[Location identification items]

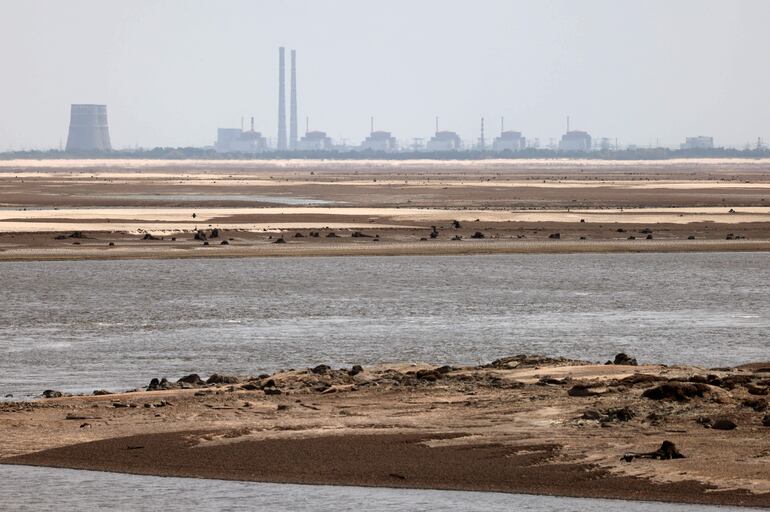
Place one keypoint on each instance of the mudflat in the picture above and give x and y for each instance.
(520, 424)
(97, 209)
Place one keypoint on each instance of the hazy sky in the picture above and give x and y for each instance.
(171, 72)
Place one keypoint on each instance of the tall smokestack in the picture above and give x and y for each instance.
(281, 100)
(88, 129)
(293, 102)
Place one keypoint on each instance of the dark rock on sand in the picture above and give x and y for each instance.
(222, 379)
(679, 391)
(667, 451)
(757, 390)
(321, 369)
(584, 390)
(723, 424)
(428, 375)
(642, 378)
(193, 379)
(758, 404)
(618, 414)
(624, 359)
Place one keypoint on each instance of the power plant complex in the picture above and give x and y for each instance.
(88, 129)
(89, 133)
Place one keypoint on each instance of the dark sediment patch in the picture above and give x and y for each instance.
(390, 460)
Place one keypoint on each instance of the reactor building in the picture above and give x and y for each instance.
(88, 129)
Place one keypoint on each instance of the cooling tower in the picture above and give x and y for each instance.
(281, 101)
(88, 129)
(293, 103)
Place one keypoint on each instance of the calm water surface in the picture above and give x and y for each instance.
(79, 326)
(64, 490)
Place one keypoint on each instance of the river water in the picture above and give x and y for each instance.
(78, 326)
(64, 490)
(83, 325)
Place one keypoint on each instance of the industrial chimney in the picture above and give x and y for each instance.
(281, 100)
(293, 103)
(88, 129)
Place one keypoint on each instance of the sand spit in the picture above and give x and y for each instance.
(483, 206)
(521, 424)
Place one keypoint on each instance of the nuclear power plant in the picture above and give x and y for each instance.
(88, 129)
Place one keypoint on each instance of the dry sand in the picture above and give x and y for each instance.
(514, 426)
(518, 206)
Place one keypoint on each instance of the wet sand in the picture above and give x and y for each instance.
(525, 424)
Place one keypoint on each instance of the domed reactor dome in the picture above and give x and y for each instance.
(88, 129)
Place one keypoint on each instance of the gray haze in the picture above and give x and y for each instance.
(171, 72)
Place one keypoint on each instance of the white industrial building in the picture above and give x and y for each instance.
(575, 140)
(509, 141)
(700, 142)
(314, 141)
(235, 140)
(379, 141)
(444, 141)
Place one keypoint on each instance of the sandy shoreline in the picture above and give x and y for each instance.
(457, 248)
(510, 206)
(523, 425)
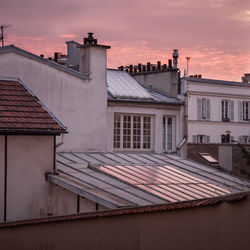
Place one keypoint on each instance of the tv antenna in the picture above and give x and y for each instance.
(188, 59)
(2, 36)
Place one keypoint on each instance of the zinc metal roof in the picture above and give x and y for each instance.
(136, 179)
(218, 82)
(14, 49)
(123, 87)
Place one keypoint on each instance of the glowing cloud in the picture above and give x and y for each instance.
(71, 36)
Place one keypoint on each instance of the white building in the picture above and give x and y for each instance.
(217, 111)
(91, 101)
(117, 128)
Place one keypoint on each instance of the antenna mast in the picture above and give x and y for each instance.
(188, 59)
(2, 36)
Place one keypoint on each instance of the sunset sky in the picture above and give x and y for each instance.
(214, 33)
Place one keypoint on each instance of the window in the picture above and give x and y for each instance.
(208, 158)
(244, 139)
(201, 138)
(243, 111)
(226, 138)
(168, 133)
(203, 108)
(132, 132)
(227, 108)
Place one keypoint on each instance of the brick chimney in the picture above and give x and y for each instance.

▸ THE REQUEST: Repeat the listing verbatim. Skip the pictures.

▸ ANSWER TO THIS EXERCISE:
Place one keypoint on each instance of the mudflat in the picture above and give x and y for each instance.
(520, 424)
(97, 209)
Place one keypoint on each instance of the hazy sky in the picture above and give x and y for each instance.
(171, 72)
Place one keypoint on each instance of the tall smokestack in the picture above and give x and y for each instance.
(281, 100)
(88, 129)
(293, 102)
Place one keypoint on each instance of the dark rock on sand in the picture above and give x and y for each instance.
(222, 379)
(679, 391)
(667, 451)
(757, 390)
(321, 369)
(584, 390)
(723, 424)
(428, 375)
(642, 378)
(193, 379)
(758, 404)
(618, 414)
(624, 359)
Place one keypoint on each instance of the power plant complex in the picture above and give x and y for each instance.
(88, 129)
(89, 133)
Place one keypoint on each instance of the dark sediment patch in the picture above and give x and y for each instance.
(390, 460)
Place one keypoint on each instance of the reactor building in the picture above and give x and y for each instance.
(88, 129)
Place one keypoint on each instance of the cooling tower in the picture above and give x and y for each instance.
(281, 101)
(88, 129)
(293, 103)
Place one keypoint on each instance of the calm water surface in the picture above and give x and y for each instance.
(79, 326)
(64, 490)
Place one keypoint on each instance of the river water in the picture above and give x and y for each instance.
(78, 326)
(64, 490)
(83, 325)
Place one keypoint on each instance of the industrial chimney in the picture above and give x and y for each instance.
(281, 100)
(293, 103)
(88, 129)
Place one keypoint on each instance of the sand spit in the picture above and give x and y for each instance.
(483, 206)
(521, 424)
Place one keypoint on each instance of the nuclear power plant in the picture above and give x and y for each instance.
(88, 129)
Place one keypoint on each instance of the dry sand in the picture above and give x and y for each instance.
(514, 426)
(518, 206)
Place one keypoint on each instance of the wet sand in the picture above and give x and y for each instance.
(525, 424)
Place one keypoint on each instance of the domed reactor dome in the picture above and give x and y for each instance.
(88, 129)
Place one keypoint on each instance of the gray haze in the picture above and give x and y for each instance.
(171, 72)
Place one keypoint on each instance of the white industrial building in the picture above and give x and y for each instance.
(575, 140)
(509, 141)
(700, 142)
(314, 141)
(235, 140)
(379, 141)
(444, 141)
Place one keypoint on each instance of the sandy shoreline in the picture above and give x and y for each instance.
(457, 248)
(510, 206)
(523, 425)
Place one keypoint on each instance of the tv antenna in the picture above and give x and y for each instance.
(188, 59)
(2, 36)
Place one keypoint on each instance of the zinc metal roof in the picture above and give x and y for each instance.
(136, 179)
(218, 82)
(14, 49)
(123, 87)
Place one keypoint on each instance of the glowing cloud in the picture above and give x and y for each instance.
(71, 36)
Place one keypoint on each instance of the white building in the picture above and give x and y for each instance.
(217, 111)
(91, 101)
(117, 128)
Place one keypoint on each instance of the antenna mast in the picture above and give x and y for each instance.
(188, 59)
(2, 36)
Place one keypoint on each instance of the sunset sky in the picture above and give x and y for each instance.
(214, 33)
Place one keypoint on each instance of the window in the picture above and give x and y for each instance.
(208, 158)
(244, 139)
(201, 138)
(243, 111)
(226, 138)
(168, 133)
(203, 108)
(132, 132)
(227, 108)
Place one keypoint on each instance of the brick chimney in the picture above and give x and y for each instance.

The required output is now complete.